> _Your objective_:
Lines before the one containing "Spot the dirt" are left out; output the rest of the data exactly, through the final line.
-- Available records follows --
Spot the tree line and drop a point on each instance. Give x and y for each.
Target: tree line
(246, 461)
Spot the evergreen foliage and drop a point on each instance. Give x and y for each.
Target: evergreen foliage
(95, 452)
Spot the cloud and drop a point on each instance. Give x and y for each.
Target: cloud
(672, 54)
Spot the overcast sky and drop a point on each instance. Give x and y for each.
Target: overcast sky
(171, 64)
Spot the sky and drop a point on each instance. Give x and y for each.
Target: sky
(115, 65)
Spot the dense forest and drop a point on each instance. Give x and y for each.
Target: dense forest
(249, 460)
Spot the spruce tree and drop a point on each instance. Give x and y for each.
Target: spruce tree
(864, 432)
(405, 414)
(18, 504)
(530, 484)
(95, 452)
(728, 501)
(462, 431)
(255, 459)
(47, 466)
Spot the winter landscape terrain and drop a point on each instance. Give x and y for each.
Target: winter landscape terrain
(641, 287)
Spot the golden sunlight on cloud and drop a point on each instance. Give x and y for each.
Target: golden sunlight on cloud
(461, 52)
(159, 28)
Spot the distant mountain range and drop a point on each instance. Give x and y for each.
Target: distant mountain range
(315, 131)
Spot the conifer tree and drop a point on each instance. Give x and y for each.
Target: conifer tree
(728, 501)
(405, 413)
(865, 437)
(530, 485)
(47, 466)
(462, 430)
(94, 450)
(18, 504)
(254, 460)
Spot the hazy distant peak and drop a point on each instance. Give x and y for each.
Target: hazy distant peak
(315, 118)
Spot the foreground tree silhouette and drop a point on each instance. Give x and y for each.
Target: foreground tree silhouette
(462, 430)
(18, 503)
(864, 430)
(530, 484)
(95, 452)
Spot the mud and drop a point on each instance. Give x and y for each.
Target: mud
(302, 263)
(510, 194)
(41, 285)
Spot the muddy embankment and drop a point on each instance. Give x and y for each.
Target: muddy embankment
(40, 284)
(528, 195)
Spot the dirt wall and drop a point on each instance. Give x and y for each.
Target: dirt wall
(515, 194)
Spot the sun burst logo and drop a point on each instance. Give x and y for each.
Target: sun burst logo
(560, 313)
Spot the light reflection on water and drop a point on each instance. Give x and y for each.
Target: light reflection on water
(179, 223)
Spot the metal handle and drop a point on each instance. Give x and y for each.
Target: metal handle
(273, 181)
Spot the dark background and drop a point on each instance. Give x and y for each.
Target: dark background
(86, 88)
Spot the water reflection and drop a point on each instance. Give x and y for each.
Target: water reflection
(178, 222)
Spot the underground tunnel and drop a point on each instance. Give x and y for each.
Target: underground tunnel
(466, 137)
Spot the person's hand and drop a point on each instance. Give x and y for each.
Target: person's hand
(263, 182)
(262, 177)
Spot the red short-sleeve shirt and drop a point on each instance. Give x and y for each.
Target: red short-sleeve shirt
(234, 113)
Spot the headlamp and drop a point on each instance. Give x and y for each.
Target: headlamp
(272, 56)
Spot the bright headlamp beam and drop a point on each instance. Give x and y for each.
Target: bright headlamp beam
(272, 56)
-- Available records concluded --
> _Exercise result_:
Spot the dirt wall and drop a point on each instance. Give x and y for each.
Target: dirt wall
(515, 194)
Spot the sun burst logo and drop a point on each instance. Give x and y for each.
Target: sun burst logo
(560, 313)
Spot the light reflection on water and drop a point on each instance. Give x and y for each.
Target: light reflection on water
(179, 223)
Spot the metal handle and drop a point on each instance. Give x and y for each.
Target: metal handle
(273, 181)
Spot the dark background and drop a point on each instance. Give x and y for each.
Target: dark background
(86, 88)
Spot the water reflection and drop a point on each instance. Give x and y for each.
Target: water reflection
(178, 222)
Spot the underground tunnel and drop a point on each instance. Give x and y for each.
Target: underground tunnel
(466, 137)
Spot the person's hand and drop a point on each instance. Give x and y for each.
Target: person's hand
(263, 182)
(262, 177)
Spot the red short-sleeve shirt and drop a point on each instance. Give x and y for each.
Target: red short-sleeve shirt
(234, 113)
Spot the headlamp and drop a point on each instance. Give x and y for each.
Target: headlamp
(272, 56)
Spot the bright headlamp beam and drop a point on each instance. Give x and y for each.
Target: bright headlamp beam
(272, 56)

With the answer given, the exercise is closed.